→ **Extracted text**
# Please help me, my fish are stressed out.



## fishouttawater (Mar 4, 2005)

I live in a small town where it is going to be impossible to get anything major to help my fish. It is a 29 gallon tank with no live plants at this time. It has 1 pleco (the crap machine), 5 tiger barbs, 2 platys, 1 molly (hitched a ride), 2 rainbow sharks (babies really, maybe 1 1/2 inches each), and a columbian shark, called many things, silver tipped I think fits him best, he is about 2 inches at most. We realize that later they will need a bigger tank. The trouble is, the columbian, and the barbs have ich. We have treated them for 10 days now, doing tons of water changes and half doses to not upset the columbian. 

Today the Nitrates got high, I just did a 50% water change. The readings now are: Nitrate 40, Nitrite .75, hardness is 300, KH is 180 and pH is 7.6, ammonia not quite the .25, but not 0 either. The temperature is 78.

→ **Listed records**
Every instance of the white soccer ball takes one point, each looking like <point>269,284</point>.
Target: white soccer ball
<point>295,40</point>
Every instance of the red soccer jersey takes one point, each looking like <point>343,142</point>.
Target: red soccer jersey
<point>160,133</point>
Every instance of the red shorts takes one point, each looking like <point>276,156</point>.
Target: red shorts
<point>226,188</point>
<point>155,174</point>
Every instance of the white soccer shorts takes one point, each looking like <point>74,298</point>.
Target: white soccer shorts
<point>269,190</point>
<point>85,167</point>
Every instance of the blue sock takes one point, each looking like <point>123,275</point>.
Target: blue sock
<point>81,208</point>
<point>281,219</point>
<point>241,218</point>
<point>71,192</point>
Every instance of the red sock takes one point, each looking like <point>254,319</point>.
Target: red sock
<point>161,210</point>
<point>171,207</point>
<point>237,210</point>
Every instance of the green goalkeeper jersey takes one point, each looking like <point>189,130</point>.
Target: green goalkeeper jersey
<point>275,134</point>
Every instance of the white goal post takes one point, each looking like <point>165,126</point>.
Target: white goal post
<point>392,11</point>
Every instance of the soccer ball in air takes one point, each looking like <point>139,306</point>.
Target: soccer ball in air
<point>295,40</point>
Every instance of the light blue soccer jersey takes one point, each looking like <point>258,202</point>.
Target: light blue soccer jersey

* * *

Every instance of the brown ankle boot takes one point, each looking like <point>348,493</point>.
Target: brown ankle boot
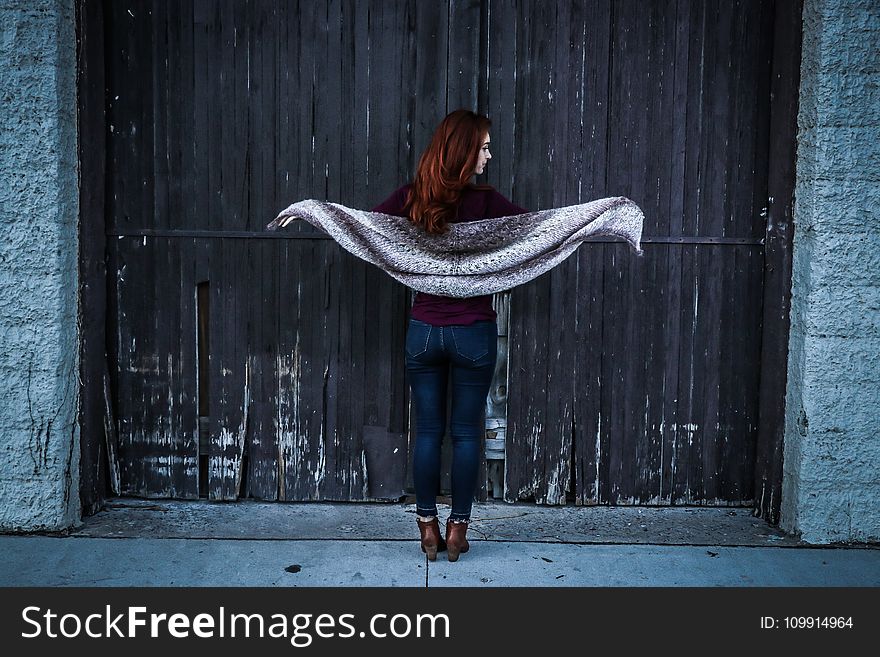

---

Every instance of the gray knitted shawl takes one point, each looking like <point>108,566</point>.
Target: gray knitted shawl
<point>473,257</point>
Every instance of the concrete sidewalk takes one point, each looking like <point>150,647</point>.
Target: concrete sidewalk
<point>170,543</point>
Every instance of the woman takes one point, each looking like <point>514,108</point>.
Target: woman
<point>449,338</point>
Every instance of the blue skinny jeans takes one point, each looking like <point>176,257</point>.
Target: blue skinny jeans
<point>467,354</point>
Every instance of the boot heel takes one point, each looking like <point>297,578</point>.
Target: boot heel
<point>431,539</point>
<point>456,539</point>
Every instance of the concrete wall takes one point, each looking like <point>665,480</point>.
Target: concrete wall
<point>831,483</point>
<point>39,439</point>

→ **Problem to solve**
From the forum post about stressed fish, list every kind of fish in the 29 gallon tank, along with how many of each it holds.

→ **Finished exercise**
1 pleco, 5 tiger barbs, 2 platys, 1 molly, 2 rainbow sharks, 1 columbian shark